▶ _What you will do_
(1) In the thread on preparing wood for vivariums, reproduce word for word the passage that begins at the words "hey guys ive" and stops after "an unsuspecting gecko.".
(2) Answer these questions from the thread on preparing wood for vivariums:
(a) For how long and at what temperature does tozhan say to put the wood in the oven?
(b) What animal are dragonbait92's branches meant for?
(c) How long does bigboidae leave the logs wrapped in cling film?
(3) Which distinct usernames post in the thread on preparing wood for vivariums? List them all.
:: Given text
# preparing wood from outside for vivariums



## dragonbait92

hey guys ive collected a few branches from a nearby wood and intend on putting them in my beardies viv however none of them will fit in the oven and ive heard a few things about bleach contaminating the wood to the point that the smell just wont go away. no room in the freezer either if anyone could tell me how to 100% safely do this id be very appreciative


----------



## tozhan

Scrub the wood down to remove bark (and the creepy crawlies under it) then wash with with disinfectant and stick it in the oven for 30 mins at 200C. Also sand any rough bits that might impale an unsuspecting gecko.


----------



## tozhan

oh i see its for a beardie. same rules though


----------



## damien1010

bath, hot as possible water , whiz it in ,leave,dry through out, slam it in the viv jobo doneo, ive done this for years never had one probem


----------



## bigboidae

what I do for really big logs is get a spray bottle with a really strong bleach solution spray logs till their well soaked then rap the logs in cling film till their totally covered then leave for a few days. unrap scrub n rinse well job done. any smell of bleach will disappear within a few hours, never had a problem.
::::
:: Information supplied
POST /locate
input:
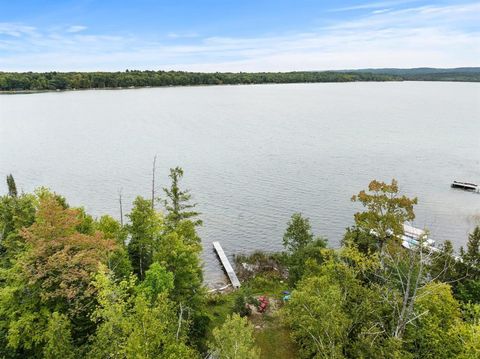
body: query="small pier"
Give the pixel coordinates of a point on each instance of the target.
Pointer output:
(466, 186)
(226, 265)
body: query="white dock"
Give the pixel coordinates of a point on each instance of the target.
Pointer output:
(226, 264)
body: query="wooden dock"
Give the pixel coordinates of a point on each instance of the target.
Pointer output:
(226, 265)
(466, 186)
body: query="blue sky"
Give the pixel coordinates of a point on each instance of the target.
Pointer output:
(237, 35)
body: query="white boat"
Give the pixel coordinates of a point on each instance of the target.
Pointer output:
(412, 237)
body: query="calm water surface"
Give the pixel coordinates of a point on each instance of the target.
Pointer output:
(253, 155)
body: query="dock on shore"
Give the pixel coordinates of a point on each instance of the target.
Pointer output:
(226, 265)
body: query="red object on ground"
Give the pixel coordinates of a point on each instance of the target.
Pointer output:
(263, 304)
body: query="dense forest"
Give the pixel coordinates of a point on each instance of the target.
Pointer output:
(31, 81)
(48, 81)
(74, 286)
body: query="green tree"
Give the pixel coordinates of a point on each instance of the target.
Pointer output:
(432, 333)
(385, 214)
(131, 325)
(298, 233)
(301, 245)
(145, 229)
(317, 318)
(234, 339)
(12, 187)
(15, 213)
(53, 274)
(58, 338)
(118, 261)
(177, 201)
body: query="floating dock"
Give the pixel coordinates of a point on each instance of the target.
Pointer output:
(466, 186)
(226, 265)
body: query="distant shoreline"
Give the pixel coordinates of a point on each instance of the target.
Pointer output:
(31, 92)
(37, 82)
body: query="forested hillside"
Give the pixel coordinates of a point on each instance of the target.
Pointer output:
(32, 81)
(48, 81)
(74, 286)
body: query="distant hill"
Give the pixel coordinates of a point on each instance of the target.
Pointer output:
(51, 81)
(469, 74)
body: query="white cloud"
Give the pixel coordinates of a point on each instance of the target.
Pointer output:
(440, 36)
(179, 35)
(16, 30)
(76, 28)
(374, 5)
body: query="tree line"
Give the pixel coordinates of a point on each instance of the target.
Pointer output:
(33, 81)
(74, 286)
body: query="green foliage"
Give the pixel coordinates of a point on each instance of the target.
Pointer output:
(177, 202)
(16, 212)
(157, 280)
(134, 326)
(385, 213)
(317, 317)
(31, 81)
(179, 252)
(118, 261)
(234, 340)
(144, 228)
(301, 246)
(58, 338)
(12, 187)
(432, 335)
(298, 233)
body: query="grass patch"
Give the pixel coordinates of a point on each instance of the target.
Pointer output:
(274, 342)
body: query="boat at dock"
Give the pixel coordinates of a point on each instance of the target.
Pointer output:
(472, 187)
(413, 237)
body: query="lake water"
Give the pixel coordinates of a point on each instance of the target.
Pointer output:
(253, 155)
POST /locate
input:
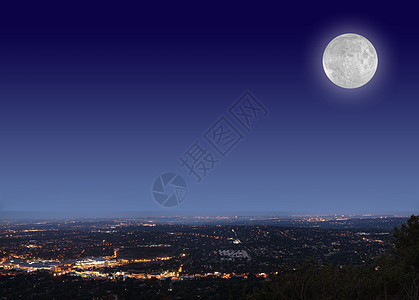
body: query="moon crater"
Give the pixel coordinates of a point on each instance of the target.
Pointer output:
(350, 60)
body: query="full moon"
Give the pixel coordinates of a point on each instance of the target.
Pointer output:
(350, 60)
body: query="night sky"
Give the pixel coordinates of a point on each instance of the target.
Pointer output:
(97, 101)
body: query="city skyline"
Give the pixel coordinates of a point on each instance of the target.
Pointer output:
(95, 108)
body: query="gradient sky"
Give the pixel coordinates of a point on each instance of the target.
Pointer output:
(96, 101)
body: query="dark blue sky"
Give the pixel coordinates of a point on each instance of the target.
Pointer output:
::::
▶ _Final answers_
(1)
hey guys ive collected a few branches from a nearby wood and intend on putting them in my beardies viv however none of them will fit in the oven and ive heard a few things about bleach contaminating the wood to the point that the smell just wont go away. no room in the freezer either if anyone could tell me how to 100% safely do this id be very appreciative


----------



## tozhan

Scrub the wood down to remove bark (and the creepy crawlies under it) then wash with with disinfectant and stick it in the oven for 30 mins at 200C. Also sand any rough bits that might impale an unsuspecting gecko.

(2)
(a) 30 minutes at 200C.
(b) A beardie.
(c) A few days.

(3)
dragonbait92
tozhan
damien1010
bigboidae